Reproduce the following material verbatim, line for line.

Pointing records
>>>
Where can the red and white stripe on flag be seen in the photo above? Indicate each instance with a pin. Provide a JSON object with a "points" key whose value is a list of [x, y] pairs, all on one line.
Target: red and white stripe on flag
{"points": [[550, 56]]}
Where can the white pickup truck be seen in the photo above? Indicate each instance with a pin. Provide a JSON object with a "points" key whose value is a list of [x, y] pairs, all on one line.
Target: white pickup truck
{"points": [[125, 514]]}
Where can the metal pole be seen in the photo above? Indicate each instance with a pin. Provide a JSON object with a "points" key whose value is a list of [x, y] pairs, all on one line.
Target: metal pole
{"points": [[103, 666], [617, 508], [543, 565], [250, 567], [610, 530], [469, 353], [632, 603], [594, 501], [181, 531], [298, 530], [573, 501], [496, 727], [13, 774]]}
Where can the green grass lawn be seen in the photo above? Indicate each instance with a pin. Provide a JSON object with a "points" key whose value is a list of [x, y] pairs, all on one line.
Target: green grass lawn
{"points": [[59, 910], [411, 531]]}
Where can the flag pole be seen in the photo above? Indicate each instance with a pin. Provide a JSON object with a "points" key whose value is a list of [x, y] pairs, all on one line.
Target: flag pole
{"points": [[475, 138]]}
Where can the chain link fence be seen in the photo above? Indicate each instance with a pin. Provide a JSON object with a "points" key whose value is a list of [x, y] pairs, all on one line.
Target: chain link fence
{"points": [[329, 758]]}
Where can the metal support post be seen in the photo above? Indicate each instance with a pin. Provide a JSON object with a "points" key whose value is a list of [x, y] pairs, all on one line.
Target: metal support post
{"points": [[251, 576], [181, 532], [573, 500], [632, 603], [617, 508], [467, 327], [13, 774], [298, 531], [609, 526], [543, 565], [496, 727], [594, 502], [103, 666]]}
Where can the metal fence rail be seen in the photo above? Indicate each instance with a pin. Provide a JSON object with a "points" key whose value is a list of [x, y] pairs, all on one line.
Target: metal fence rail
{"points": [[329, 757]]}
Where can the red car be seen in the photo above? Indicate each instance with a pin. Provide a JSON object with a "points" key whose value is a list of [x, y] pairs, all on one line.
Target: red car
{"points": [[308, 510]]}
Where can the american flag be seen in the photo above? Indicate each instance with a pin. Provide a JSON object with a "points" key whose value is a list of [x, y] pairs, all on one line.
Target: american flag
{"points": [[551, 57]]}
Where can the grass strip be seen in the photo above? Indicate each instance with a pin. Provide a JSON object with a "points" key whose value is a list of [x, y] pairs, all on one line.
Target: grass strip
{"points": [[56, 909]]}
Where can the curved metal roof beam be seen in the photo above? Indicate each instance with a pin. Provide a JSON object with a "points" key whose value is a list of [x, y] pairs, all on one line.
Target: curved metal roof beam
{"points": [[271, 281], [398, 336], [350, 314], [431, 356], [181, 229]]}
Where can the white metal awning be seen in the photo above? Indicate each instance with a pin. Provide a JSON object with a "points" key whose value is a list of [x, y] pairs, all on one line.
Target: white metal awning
<<<
TASK RESULT
Where can the red and white stripe on flag be seen in the photo above? Indicate each instance with a pin. Provide a JSON object with a "points" key whose value is a list of [x, y] pairs, all on one line.
Target: red and white stripe on flag
{"points": [[550, 56]]}
Where can the white pickup truck be seen in the photo above? Indicate each instance with a pin. Provide a JSON object with a "points" key whose value is a list of [x, y] pairs, all on one line.
Target: white pickup truck
{"points": [[125, 514]]}
Where can the metal pole be seen in the photo above? Indicate each instance with a pin. Provide a JSON object with a "points" key whose value is a list of [x, y] pairs, all on one line.
Target: metal pole
{"points": [[103, 666], [617, 508], [543, 565], [250, 567], [610, 530], [469, 353], [632, 603], [594, 501], [181, 531], [298, 530], [573, 501], [496, 727], [13, 774]]}
Where can the green grass lawn be seen in the photo above? Indicate each instance with a pin. Provide a JSON object with a "points" key whose value is a list of [x, y] pairs, all on one line.
Target: green grass lawn
{"points": [[59, 910], [411, 531]]}
Where can the flag pole be seen in the photo above? Indicate each instance with a pin. Provide a JSON object with a "points" key whose value is a list of [x, y] pairs, all on one line.
Target: flag pole
{"points": [[475, 138]]}
Where can the chain link fence be seen in the photo above? Indicate each instance with a pin. Provide a JSON object with a "points" key whose value is a list of [x, y] pairs, all on one line.
Target: chain link fence
{"points": [[329, 758]]}
Where can the metal support post be seen in the photo above? Indicate each instance with a pin. Provide a JSON object with a "points" key whose value is a list of [x, y] pairs, all on one line.
Target: metal support post
{"points": [[251, 576], [181, 532], [573, 500], [632, 603], [617, 508], [467, 327], [13, 774], [298, 531], [609, 526], [543, 565], [496, 727], [594, 502], [103, 666]]}
Where can the metal fence rail be seen in the photo above? Indicate each instance with a pin. Provide a JSON object with a "points" key whose value is a list of [x, y] pairs, all on one line.
Target: metal fence rail
{"points": [[329, 757]]}
Where can the red car be seen in the photo above? Indicate each instance with a pin. Provide a JSON object with a "points" key whose value is a list of [x, y] pairs, all on one line.
Target: red car
{"points": [[308, 510]]}
Where can the american flag be seen in the photo above? Indicate each instance with a pin. Provide a JSON object with a "points" key whose value is a list of [x, y] pairs, all on one line.
Target: american flag
{"points": [[551, 57]]}
Where can the grass strip be seen in the photo above? Indicate each instance with a pin. Provide a JSON object with a "points" key whose value is a list of [x, y] pairs, all on one line.
Target: grass strip
{"points": [[56, 909]]}
Where can the curved metal roof beam be seen in the photo above? Indicate each instance with a pin. Provide a JSON object with a "points" key whose value is a list of [x, y] pairs, all on one line.
Target: curved metal roof beam
{"points": [[271, 281], [398, 336], [350, 314], [431, 356], [181, 229]]}
Where can the white metal awning be seen in the photo above? Indicate each instance with a pin. Provide a JSON object with a "points" key whose value is a list of [x, y] pairs, all on one line.
Target: white metal awning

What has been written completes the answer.